• _Rows_
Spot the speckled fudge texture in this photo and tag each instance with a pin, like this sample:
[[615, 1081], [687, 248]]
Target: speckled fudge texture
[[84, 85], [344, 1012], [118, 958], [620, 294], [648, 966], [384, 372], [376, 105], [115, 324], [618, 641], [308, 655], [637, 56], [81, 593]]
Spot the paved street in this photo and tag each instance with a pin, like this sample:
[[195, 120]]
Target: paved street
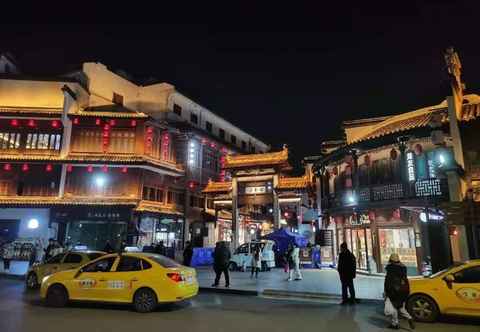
[[324, 281], [22, 311]]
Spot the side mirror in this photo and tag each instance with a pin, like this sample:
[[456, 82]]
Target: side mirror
[[449, 279], [79, 272]]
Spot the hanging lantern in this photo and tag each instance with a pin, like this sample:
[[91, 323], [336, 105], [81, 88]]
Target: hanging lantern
[[367, 160], [393, 154], [335, 171], [418, 149]]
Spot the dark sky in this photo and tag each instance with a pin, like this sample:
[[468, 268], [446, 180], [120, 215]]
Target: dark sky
[[285, 74]]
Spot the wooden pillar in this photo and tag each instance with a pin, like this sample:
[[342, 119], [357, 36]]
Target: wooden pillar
[[235, 215]]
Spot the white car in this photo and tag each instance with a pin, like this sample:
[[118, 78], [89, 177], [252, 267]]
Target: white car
[[242, 257]]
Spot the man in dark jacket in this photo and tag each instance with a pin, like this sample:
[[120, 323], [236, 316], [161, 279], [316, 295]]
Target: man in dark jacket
[[397, 290], [347, 268], [221, 258], [187, 254]]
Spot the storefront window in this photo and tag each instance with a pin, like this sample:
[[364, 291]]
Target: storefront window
[[95, 234], [400, 241]]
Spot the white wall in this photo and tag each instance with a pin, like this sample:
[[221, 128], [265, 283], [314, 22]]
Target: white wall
[[189, 106], [24, 215]]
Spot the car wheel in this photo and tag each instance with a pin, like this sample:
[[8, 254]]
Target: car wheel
[[144, 300], [57, 296], [32, 281], [422, 308]]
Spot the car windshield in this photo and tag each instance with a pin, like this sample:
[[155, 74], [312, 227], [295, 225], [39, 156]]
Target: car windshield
[[94, 255], [446, 270], [164, 261]]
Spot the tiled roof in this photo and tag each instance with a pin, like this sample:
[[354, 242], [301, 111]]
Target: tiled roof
[[293, 183], [157, 207], [93, 158], [217, 187], [54, 200], [43, 111], [271, 158], [419, 119], [111, 111]]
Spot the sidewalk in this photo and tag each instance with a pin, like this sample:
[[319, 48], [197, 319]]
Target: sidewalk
[[323, 282]]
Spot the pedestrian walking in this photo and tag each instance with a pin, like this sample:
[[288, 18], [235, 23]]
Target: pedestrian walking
[[221, 258], [397, 290], [256, 262], [347, 269], [187, 254], [108, 247], [294, 263]]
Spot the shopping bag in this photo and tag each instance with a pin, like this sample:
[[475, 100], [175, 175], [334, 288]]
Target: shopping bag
[[389, 308]]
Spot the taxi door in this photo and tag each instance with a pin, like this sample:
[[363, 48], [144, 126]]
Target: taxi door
[[91, 281], [464, 292], [52, 265], [125, 278]]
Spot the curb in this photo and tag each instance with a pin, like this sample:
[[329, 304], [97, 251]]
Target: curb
[[12, 276], [229, 291], [314, 296]]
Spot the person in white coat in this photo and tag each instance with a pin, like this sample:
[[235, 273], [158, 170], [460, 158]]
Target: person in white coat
[[256, 262], [294, 261]]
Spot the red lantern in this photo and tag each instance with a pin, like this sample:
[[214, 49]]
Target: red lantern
[[367, 160], [418, 149], [393, 154], [335, 171]]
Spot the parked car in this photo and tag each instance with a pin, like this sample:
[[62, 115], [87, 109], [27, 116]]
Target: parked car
[[453, 291], [141, 279], [242, 257], [60, 262]]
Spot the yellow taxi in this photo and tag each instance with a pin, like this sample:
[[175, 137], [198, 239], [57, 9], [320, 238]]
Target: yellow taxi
[[60, 262], [453, 291], [142, 279]]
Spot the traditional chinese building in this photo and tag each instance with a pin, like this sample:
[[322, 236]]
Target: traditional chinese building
[[259, 199]]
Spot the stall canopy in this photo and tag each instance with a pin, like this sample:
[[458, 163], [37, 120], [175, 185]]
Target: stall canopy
[[283, 238]]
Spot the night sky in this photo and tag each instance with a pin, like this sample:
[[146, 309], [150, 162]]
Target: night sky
[[286, 75]]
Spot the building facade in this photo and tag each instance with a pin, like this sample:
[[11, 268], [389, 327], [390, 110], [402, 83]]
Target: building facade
[[92, 157], [391, 187]]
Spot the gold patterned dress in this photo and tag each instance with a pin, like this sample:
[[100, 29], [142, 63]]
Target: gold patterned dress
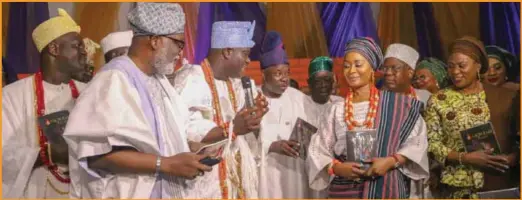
[[448, 112]]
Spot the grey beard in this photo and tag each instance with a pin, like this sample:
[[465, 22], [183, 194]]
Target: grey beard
[[165, 69]]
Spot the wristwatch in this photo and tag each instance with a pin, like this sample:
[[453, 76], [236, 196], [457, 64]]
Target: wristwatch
[[397, 163]]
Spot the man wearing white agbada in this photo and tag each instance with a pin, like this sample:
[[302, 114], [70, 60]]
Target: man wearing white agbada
[[127, 133], [28, 169], [283, 172], [399, 67], [216, 100], [116, 44]]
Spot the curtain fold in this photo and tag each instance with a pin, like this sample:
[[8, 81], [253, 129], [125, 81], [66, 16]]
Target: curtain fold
[[454, 21], [427, 31], [396, 24], [97, 20], [500, 25], [300, 27], [5, 22], [22, 57], [344, 21]]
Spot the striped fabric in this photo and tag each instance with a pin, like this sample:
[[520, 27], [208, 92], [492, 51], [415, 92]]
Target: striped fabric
[[396, 117]]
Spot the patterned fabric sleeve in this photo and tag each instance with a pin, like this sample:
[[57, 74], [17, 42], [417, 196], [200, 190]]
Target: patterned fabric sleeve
[[321, 149], [436, 137]]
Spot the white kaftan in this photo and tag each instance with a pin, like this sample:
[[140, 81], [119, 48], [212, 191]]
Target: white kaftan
[[330, 140], [282, 176], [20, 140], [190, 83], [110, 113]]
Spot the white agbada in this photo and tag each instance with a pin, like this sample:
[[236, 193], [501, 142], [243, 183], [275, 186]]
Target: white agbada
[[328, 142], [282, 176], [108, 114], [190, 83], [20, 140]]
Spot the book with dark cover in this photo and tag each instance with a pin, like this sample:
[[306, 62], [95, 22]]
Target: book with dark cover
[[302, 133], [53, 126], [512, 193], [481, 137]]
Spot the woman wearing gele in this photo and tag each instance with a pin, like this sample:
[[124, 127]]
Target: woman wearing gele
[[464, 105], [401, 150]]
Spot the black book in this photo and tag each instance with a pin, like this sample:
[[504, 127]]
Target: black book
[[512, 193], [302, 133], [481, 137], [53, 126]]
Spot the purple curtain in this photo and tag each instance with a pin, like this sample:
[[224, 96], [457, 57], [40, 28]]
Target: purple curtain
[[22, 55], [427, 31], [212, 12], [345, 21], [500, 25]]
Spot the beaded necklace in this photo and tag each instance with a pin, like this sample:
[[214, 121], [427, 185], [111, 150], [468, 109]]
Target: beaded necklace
[[218, 119]]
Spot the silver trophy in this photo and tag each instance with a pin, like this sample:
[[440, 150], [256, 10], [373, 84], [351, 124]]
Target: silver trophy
[[361, 146]]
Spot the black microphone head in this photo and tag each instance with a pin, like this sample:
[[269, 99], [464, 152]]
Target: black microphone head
[[245, 81]]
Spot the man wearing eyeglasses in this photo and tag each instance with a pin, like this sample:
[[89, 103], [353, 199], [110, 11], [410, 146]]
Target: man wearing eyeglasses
[[127, 133], [398, 69]]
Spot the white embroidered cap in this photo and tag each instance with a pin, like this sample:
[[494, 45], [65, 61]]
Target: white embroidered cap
[[116, 40], [404, 53]]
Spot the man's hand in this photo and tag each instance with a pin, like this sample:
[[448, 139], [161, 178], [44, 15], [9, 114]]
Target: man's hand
[[484, 159], [184, 165], [285, 147], [380, 166], [59, 153], [349, 170]]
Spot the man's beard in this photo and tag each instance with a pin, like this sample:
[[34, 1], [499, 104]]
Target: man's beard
[[161, 65]]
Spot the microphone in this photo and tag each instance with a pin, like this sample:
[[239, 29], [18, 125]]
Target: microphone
[[249, 95]]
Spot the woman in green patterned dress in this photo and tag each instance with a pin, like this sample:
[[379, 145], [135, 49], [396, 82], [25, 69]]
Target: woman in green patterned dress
[[461, 107]]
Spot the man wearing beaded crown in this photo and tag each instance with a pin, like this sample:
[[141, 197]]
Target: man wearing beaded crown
[[35, 166], [216, 100], [399, 66], [127, 134]]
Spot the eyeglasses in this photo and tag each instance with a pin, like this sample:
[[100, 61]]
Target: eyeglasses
[[394, 69], [179, 43]]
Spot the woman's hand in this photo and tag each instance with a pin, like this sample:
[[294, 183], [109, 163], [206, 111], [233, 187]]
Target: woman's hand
[[349, 170], [380, 166]]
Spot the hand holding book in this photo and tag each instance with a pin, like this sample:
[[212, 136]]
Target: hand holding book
[[285, 147], [486, 160]]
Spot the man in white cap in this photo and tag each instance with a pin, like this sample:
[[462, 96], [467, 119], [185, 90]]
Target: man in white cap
[[127, 136], [116, 44], [399, 66], [216, 100], [29, 169]]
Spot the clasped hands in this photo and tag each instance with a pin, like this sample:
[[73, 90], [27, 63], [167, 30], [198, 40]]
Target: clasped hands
[[353, 170]]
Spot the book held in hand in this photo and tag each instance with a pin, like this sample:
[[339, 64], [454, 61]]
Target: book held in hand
[[214, 150], [512, 193], [53, 126], [302, 134], [481, 137], [361, 146]]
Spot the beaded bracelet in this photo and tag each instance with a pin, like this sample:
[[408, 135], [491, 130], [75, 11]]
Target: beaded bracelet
[[460, 157], [330, 169]]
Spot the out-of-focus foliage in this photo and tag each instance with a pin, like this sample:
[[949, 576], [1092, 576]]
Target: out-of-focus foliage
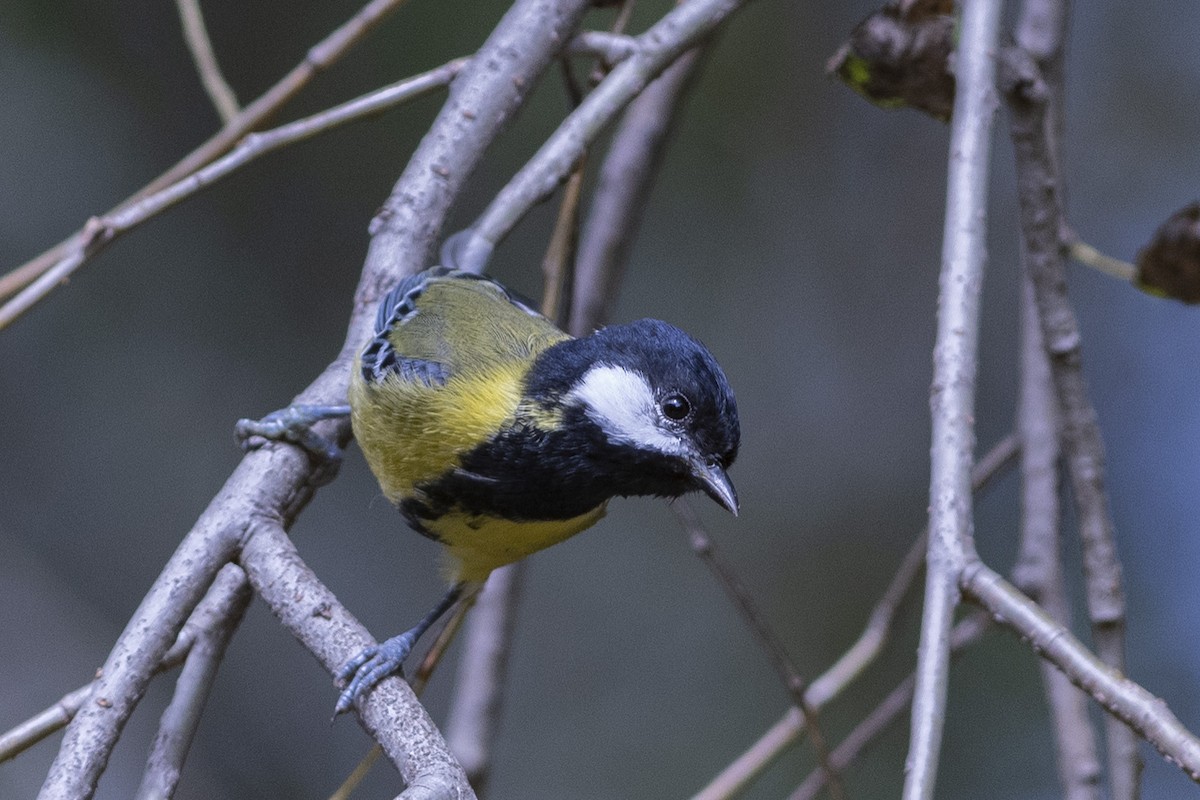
[[796, 229]]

• _Task to complete_
Copy verbatim the records section that opens with the line containing "Spot the white kaftan" and closes with the line containing "[[328, 142], [282, 176], [108, 114], [190, 83], [20, 140]]", both of those lines included.

• _The output_
Spot the white kaftan in this photo and tag each instance with a pin, like this sample:
[[140, 81], [119, 48], [212, 191]]
Target: white kaftan
[[330, 140], [282, 176], [20, 140], [190, 83], [110, 113]]
Spot the white agbada in this photo and tag each instance with a pin, like this sample:
[[236, 193], [501, 142], [243, 183], [275, 186]]
Target: white agbada
[[328, 142], [282, 176], [108, 114], [190, 83], [20, 140]]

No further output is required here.